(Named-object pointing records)
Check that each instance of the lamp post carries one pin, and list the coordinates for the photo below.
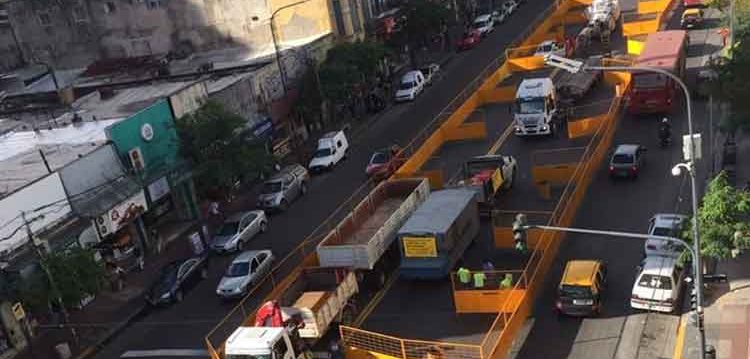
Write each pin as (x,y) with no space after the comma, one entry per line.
(575,66)
(282,74)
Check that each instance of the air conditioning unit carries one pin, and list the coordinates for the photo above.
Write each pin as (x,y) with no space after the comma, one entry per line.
(136,160)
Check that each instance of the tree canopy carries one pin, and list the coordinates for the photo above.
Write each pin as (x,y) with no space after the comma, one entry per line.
(221,148)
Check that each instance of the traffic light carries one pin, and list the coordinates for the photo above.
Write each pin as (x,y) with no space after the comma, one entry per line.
(520,228)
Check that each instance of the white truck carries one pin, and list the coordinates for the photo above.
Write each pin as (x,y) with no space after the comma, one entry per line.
(360,241)
(535,109)
(304,312)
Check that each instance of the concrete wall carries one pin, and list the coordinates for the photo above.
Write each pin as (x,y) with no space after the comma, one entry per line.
(95,169)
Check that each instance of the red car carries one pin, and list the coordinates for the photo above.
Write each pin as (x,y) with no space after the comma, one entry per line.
(469,40)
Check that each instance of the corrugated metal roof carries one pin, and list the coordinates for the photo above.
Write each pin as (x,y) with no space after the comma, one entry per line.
(439,211)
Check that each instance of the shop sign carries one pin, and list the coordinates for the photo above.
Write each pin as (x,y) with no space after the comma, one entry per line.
(420,247)
(158,189)
(122,214)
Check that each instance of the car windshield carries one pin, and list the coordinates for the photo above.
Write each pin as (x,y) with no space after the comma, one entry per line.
(622,158)
(228,229)
(271,187)
(407,85)
(575,292)
(649,80)
(238,269)
(655,281)
(378,158)
(322,152)
(531,106)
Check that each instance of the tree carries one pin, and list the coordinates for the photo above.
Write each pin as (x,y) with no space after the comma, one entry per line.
(223,151)
(722,213)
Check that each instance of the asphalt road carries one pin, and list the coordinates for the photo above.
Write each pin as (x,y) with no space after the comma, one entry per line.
(160,333)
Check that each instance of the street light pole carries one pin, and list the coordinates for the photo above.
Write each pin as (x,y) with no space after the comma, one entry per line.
(575,66)
(282,75)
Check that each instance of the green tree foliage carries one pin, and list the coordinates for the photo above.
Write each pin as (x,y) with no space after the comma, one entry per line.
(348,66)
(722,213)
(221,148)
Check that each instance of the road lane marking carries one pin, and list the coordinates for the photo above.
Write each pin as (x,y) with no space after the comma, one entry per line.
(679,343)
(165,353)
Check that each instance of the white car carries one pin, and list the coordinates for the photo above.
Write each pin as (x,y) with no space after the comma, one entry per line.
(658,285)
(484,24)
(245,271)
(239,229)
(668,225)
(412,84)
(509,7)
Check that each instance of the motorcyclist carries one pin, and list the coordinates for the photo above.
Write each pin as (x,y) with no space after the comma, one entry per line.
(665,130)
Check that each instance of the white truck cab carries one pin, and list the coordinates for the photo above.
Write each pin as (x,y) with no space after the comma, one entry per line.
(535,108)
(332,148)
(261,343)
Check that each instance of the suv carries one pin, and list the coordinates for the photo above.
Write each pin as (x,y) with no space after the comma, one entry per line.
(668,225)
(627,161)
(581,288)
(658,285)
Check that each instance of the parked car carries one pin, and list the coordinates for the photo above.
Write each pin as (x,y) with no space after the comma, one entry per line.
(412,84)
(469,40)
(332,149)
(245,271)
(691,18)
(238,229)
(483,24)
(283,188)
(550,47)
(668,225)
(658,285)
(177,277)
(509,7)
(431,73)
(627,161)
(582,288)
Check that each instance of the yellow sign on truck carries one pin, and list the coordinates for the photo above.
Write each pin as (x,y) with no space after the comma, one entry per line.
(420,247)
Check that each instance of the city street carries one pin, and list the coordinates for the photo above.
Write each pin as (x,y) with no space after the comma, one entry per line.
(179,330)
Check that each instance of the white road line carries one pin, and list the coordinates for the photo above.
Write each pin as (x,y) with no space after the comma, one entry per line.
(165,353)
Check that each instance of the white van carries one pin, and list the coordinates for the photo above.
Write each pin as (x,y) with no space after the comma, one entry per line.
(658,285)
(412,84)
(332,148)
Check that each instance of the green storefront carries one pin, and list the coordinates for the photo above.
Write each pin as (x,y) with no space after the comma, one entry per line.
(148,145)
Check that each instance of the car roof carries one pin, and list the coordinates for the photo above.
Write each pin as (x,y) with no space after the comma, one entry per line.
(658,265)
(668,219)
(579,272)
(626,149)
(248,255)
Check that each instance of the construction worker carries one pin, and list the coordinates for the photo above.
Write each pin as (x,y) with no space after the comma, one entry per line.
(464,276)
(479,278)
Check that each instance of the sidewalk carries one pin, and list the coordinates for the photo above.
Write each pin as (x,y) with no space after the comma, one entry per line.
(109,312)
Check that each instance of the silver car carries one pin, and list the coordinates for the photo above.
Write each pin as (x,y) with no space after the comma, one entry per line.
(246,270)
(238,229)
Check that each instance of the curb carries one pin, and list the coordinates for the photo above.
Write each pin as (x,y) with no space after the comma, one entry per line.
(111,333)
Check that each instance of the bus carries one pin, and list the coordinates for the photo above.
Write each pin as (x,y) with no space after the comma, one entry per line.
(651,92)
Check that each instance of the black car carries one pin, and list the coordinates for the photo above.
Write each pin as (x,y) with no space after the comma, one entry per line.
(175,278)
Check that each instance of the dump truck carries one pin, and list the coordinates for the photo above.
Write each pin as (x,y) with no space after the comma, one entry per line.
(438,233)
(300,316)
(487,175)
(361,240)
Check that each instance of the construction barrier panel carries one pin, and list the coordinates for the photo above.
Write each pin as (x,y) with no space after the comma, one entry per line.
(585,127)
(499,287)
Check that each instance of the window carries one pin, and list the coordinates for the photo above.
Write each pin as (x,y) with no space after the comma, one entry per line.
(109,7)
(44,18)
(79,14)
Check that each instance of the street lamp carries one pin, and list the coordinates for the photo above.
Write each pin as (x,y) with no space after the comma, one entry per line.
(276,44)
(575,66)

→ **Work required**: Output the material word for word, omitting its pictures.

→ **Solved exercise**:
Check that each instance of the lamp post carries one pin, and list the coordinates for the photo below.
Write each pin as (x,y) with no space after the comma, one entry per line.
(575,66)
(282,74)
Check that each instance of the air conditioning unit carries one pin, and list the coordinates for the photo above.
Write each pin as (x,y) with no space after the comma, one entry per line.
(136,160)
Check that each instance of the tree canopy carries one pin, and list the coordinates for the photo above.
Write each pin as (x,y) with no space after the comma, one entry per line.
(221,148)
Check that each instance of the traffic light carries one pin, and list the coordinates for the photo above.
Write each pin as (x,y) with no space after the comma, one entry per line.
(520,228)
Check that each instance of the white truck carries one pin, and list the coordinates for the photo above.
Write each pin as (x,y) with no space after the comma, one entry per line.
(360,241)
(535,109)
(304,312)
Check that each instance of the concrete wall carries one pin, and list the coordinates for the photo above.
Write each pin as (x,y) with no space after the comma, one entry per line.
(95,169)
Check that each instance of the red car carries one pin, and list the coordinates for the photo above.
Write each pin as (x,y) with no space after the comma, one entry per line.
(469,40)
Check that each instance of the corrugated metal roof carries one pin, and list the coordinates for the photo above.
Write each pin as (x,y) with no space after the comma, one entry per line.
(439,211)
Check that each instance of the shop sign carries one pin, and list the coordinates for the photo above.
Write each pin as (x,y) with no space after the comma, one entry per line.
(420,247)
(158,189)
(122,214)
Check that each instance of the car windshield carries one pin, and list the coordinates for the photo above.
Write each pin as (x,y) with no space after the comma, one entry per line.
(622,158)
(228,229)
(271,187)
(407,85)
(575,292)
(649,80)
(238,269)
(655,281)
(378,158)
(322,152)
(531,106)
Check that each instance of the tree carries one pin, and list the coordinates for the photo above.
Write each pin as (x,y) with no space after the comma, one entry per line.
(223,151)
(722,213)
Check that each instance of the asphalt road carries one pin, and list the coordinates for the photo above.
Write each pin as (x,y) with no space after the comma, one entry per line.
(160,333)
Check that each instance of the street light pole carries one pin, and list the coordinates for the photo above.
Write each pin as (x,y) with no space after the comma, one entry per line.
(575,66)
(282,75)
Check that each instance of the green tree foliage carries one pin, and list the coordinates for the photo above.
Write each pin as (x,y) with no space after the comma, one entry per line.
(348,66)
(722,213)
(221,148)
Check that each instance of the road lane marking carries one pin, and list the coordinates for the photo above.
Write each pin as (x,y) with no space after the comma, one entry per line.
(679,343)
(165,353)
Check that each instance of the white car carries one pin, and list the coordinates for the photo above.
Write each pin as (x,y) with no space after the comma, one entry per line.
(658,285)
(484,24)
(245,271)
(239,229)
(668,225)
(412,84)
(509,7)
Check that each instance of the motorcyclist carries one pin, and list the coordinates for the photo above.
Write each pin as (x,y) with no space after the comma, one entry per line.
(665,130)
Check that each instance of the white truck cab carries one pin, and list the coordinates for the photo above.
Write each pin as (x,y) with no space after the comma, one entry per line.
(535,108)
(332,148)
(261,343)
Check that each instance of the suv carries one pin, and list the coordinates for the photo above.
Write each pin as (x,y) with no space after the comma, one entry per line.
(668,225)
(627,161)
(581,288)
(658,285)
Check that each instance of the parked car carries one pin, and list the coordinates for the photo above.
Write each pin as (x,y) with no space after the comma, one entry per line.
(412,84)
(469,40)
(332,149)
(245,271)
(691,18)
(238,229)
(483,24)
(283,188)
(550,47)
(668,225)
(658,285)
(177,277)
(509,7)
(431,73)
(627,161)
(582,288)
Check that each instance of the yellow sign on truck carries one pin, and list the coordinates for the photo above.
Write each pin as (x,y) with no space after the comma, one entry per line.
(420,247)
Check that each instance of the city street carries one pin, and list the coordinates for the photo above.
Write each pin as (x,y) with no space after the comma, one entry per line.
(179,330)
Check that each instance of the white road line carries one pin, and list the coordinates for the photo above.
Write each pin as (x,y) with no space after the comma, one entry per line.
(165,353)
Check that each instance of the white van carries one pin, and list the coordinates for the photo above.
Write each pin as (x,y) with no space after the comma, one entry per line.
(658,285)
(412,84)
(332,148)
Check that each instance of the green storefront carries one pin, and list the coordinates for the photo above.
Write each pin as (x,y) with no space after the comma, one entry per line.
(148,145)
Check that each instance of the car roof carries one pin, and list the coordinates for the photo above.
Write each pin as (x,y) with no space after the comma, one entry per line.
(658,265)
(668,219)
(579,272)
(626,149)
(248,255)
Check that each instance of the construction worker carries one pin, and list the coordinates for the photo above.
Write each pin as (x,y) with no space after the comma, one entry per line.
(464,276)
(479,278)
Check that each instance of the sidewalk carries one pin, and list the coordinates for the photo above.
Write each pin as (x,y) with no space after the comma, one entry per line.
(109,312)
Check that each instance of the silver car carries one pin, and list the coordinates for the photo above.
Write each pin as (x,y) with no space after the comma, one entry per line.
(246,270)
(238,229)
Check that each instance of the curb carries one pin, and list the coordinates for the photo above.
Write each pin as (x,y) with no space after the comma, one entry per line.
(111,333)
Check that each instance of the bus carries one pin, and list the coordinates for the photo above.
Write each pin as (x,y) with no space after the comma, one entry per line.
(651,92)
Check that each instance of the black car carries one pin, and list the coordinates for the photo above.
Write each pin as (x,y) with no space after the comma, one entry per line.
(175,278)
Check that each instance of the dump truck carries one pin, and list the coordinates for the photo above.
Write each pin as (x,y) with no space after the comma, one entry per line.
(438,233)
(300,316)
(487,175)
(361,240)
Check that each instance of the construction barrier panel carries one pin, and list the coordinates for the photo above.
Write each pin as (x,y) with no space after the comma, one entry per line.
(585,127)
(499,287)
Check that each instance of the window carries one pin, and list the coordinates for the photo above.
Write each pin as (x,y) with no space after the comma, one entry per line.
(109,7)
(44,18)
(79,14)
Check that each instance of the street lamp carries one pin, and list the coordinates for the photo above.
Write each pin as (x,y) with no space after the comma, one entry per line.
(276,44)
(575,66)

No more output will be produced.